↓

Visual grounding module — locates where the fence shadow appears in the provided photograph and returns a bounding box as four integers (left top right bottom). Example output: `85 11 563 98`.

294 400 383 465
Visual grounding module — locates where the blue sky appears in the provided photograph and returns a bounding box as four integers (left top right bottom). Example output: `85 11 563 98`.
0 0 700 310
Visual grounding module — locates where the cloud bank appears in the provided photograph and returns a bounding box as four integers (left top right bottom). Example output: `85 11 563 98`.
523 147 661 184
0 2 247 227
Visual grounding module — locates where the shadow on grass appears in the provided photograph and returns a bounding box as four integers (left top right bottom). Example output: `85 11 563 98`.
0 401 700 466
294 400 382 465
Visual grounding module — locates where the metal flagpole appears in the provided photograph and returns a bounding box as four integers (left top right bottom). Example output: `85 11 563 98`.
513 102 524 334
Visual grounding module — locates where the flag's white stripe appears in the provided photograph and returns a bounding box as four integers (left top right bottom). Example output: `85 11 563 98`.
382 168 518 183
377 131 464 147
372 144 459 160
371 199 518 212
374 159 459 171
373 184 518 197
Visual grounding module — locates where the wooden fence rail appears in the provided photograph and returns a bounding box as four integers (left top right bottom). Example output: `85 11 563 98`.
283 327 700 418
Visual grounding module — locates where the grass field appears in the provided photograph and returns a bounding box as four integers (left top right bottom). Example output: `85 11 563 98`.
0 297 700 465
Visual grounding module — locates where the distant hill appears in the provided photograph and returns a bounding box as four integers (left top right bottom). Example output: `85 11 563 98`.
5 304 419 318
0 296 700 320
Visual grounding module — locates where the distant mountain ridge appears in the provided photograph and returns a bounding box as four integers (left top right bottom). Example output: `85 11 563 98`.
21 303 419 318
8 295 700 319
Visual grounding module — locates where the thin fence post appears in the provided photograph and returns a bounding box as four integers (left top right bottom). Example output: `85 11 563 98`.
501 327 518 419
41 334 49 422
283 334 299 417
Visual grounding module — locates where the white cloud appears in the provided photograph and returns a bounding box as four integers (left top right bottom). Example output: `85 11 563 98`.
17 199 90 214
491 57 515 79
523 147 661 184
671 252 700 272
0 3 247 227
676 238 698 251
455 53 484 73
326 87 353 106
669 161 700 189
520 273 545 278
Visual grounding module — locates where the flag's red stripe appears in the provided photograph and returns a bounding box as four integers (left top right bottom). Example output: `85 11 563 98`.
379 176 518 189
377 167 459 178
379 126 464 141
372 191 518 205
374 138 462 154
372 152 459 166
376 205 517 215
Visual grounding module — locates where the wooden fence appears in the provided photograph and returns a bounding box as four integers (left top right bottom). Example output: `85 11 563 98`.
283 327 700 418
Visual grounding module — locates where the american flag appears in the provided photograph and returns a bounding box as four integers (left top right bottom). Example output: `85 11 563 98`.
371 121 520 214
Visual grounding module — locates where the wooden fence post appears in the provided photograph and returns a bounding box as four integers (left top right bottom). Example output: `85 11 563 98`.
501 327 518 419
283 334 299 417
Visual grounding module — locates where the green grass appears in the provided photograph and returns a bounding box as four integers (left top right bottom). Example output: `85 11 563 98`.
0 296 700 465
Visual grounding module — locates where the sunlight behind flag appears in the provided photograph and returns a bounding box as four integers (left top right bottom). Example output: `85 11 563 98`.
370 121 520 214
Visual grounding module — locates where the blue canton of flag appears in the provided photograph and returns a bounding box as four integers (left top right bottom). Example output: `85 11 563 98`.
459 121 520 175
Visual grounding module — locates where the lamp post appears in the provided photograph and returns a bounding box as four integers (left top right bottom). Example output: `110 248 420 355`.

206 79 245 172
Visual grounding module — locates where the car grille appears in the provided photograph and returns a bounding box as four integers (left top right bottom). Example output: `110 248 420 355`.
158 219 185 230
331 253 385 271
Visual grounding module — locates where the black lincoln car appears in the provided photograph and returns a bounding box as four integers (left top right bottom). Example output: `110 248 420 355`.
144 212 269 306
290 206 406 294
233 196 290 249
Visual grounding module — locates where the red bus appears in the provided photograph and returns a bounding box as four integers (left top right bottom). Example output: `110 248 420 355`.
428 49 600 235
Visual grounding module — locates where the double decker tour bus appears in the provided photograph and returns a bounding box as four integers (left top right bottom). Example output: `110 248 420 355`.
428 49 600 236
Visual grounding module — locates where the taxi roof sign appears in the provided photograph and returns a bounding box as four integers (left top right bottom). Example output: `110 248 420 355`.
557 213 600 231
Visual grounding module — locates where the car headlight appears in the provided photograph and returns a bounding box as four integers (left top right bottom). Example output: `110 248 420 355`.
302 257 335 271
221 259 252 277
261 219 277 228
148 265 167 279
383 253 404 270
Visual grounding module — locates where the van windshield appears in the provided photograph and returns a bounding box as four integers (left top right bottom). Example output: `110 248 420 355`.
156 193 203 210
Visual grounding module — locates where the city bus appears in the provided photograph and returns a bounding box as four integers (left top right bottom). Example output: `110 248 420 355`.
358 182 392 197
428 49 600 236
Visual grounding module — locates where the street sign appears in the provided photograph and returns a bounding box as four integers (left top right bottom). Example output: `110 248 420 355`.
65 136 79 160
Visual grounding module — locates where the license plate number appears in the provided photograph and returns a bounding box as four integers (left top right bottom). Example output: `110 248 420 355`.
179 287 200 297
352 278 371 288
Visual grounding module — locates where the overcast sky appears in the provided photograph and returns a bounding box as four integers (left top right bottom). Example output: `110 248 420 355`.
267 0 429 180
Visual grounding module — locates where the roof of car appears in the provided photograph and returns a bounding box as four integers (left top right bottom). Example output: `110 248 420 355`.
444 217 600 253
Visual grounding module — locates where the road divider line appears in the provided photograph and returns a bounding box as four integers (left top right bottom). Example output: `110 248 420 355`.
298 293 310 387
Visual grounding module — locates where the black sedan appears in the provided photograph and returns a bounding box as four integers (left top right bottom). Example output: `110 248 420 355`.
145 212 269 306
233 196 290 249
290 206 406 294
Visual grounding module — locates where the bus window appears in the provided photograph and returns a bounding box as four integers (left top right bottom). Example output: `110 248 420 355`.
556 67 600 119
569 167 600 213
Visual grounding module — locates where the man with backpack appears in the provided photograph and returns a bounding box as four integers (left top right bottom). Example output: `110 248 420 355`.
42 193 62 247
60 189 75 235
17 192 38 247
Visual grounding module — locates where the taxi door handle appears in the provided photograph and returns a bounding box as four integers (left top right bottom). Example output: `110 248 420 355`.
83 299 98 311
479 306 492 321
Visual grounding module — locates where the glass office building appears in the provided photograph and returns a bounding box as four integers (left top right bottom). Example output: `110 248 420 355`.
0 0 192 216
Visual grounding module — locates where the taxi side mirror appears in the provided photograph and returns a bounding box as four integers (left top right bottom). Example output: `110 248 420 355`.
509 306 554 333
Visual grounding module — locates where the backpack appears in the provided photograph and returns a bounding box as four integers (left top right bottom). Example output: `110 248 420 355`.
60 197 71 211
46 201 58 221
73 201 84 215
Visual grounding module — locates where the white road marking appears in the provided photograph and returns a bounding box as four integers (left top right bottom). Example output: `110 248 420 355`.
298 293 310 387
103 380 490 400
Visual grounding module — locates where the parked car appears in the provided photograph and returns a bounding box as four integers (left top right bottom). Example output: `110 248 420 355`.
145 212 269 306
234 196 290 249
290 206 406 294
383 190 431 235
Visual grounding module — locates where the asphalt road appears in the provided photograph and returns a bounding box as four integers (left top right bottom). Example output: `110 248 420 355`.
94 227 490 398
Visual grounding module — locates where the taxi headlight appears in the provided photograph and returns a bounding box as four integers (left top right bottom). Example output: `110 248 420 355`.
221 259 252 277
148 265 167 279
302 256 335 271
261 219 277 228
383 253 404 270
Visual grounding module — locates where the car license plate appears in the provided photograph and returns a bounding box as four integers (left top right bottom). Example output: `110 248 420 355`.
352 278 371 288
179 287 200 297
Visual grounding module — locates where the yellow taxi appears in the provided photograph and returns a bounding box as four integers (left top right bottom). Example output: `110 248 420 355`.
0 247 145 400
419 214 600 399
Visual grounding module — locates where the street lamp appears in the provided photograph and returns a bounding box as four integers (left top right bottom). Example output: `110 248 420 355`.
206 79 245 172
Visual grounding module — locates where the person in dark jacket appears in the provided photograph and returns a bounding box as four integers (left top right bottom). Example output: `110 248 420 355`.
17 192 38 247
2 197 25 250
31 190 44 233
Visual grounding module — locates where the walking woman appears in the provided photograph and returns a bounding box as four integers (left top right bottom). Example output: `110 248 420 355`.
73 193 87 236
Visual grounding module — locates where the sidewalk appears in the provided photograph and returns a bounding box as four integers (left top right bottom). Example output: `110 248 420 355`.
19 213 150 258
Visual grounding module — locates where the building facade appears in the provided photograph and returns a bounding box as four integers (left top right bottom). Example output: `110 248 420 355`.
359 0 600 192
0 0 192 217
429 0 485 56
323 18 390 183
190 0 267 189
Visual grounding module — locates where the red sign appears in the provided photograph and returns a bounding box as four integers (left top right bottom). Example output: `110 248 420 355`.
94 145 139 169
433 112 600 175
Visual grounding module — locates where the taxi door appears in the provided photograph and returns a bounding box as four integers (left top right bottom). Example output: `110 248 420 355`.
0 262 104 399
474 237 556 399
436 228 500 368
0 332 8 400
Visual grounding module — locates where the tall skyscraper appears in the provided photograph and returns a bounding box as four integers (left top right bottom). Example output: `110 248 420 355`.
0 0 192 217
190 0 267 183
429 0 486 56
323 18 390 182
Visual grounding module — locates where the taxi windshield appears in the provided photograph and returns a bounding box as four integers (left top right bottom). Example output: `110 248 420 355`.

↑

Given task:
Reproduce the lines starting at the line that has "Visual grounding module — locates where the green" and stopping after the line that has "459 121 520 175", with the requests included and left unchanged. Multiply each bounding-box coordinate in the answers by 0.4 and round to the nearest whole number, with halves rounded up.

The answer:
Visual grounding module — locates where the green grass appears in the provided photograph and returns a bounding box as four integers (left top right bottom). Example output: `85 11 563 98`.
0 118 280 186
Visual grounding module — locates where the sunlight behind flag appears in the provided photograph and returns a bounding box as four integers (left top right bottom). Example output: `85 11 563 98`.
148 48 208 86
Visual grounding module — locates where the blue canton of flag appears in the provided photograph and returns a bounding box as four integers (left top right bottom). Example output: `85 11 563 98`.
184 48 208 70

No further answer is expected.